## EXERCISE AIM
Can you transcribe every record below exactly as it appears?

## INFORMATION GIVEN

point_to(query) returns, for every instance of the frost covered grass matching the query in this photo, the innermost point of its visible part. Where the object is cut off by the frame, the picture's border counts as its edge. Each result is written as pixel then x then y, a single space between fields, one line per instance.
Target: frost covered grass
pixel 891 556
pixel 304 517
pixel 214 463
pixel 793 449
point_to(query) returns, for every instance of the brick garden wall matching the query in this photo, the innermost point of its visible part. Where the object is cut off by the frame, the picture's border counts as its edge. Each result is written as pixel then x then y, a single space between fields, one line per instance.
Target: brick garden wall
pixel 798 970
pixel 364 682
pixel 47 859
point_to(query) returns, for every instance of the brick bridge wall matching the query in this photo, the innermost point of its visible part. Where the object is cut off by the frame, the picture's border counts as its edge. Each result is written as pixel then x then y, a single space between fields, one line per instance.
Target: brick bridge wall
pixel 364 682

## ANSWER FOR THE TASK
point_to(query) returns, for every instance of the frost covered grass matching the query in this photo, the innermost point of its visible part. Where the object is cut off by the frame, the picture's border counts as its edge. Each result is written as pixel then x then y, a single space between fields, one line per instance.
Target: frost covered grass
pixel 891 556
pixel 304 517
pixel 214 463
pixel 793 449
point_to(query) returns, for every instance of the brick garden wall matching the query in this photo, the innermost point of its visible part. Where the object is cut off by the frame, the picture's border counts as its edge. Each result is written as pixel then x then y, a single space between fields, one line per instance.
Target: brick garden wall
pixel 798 970
pixel 364 682
pixel 47 859
point_to(query) returns, for every instance of the brick bridge wall matching the query in this photo, the innermost point of its visible part. Where the object is cut off by the frame, the picture's border counts as its edge. Each result is written as pixel then x then y, a single space between fields, one line per instance.
Target: brick bridge wall
pixel 364 682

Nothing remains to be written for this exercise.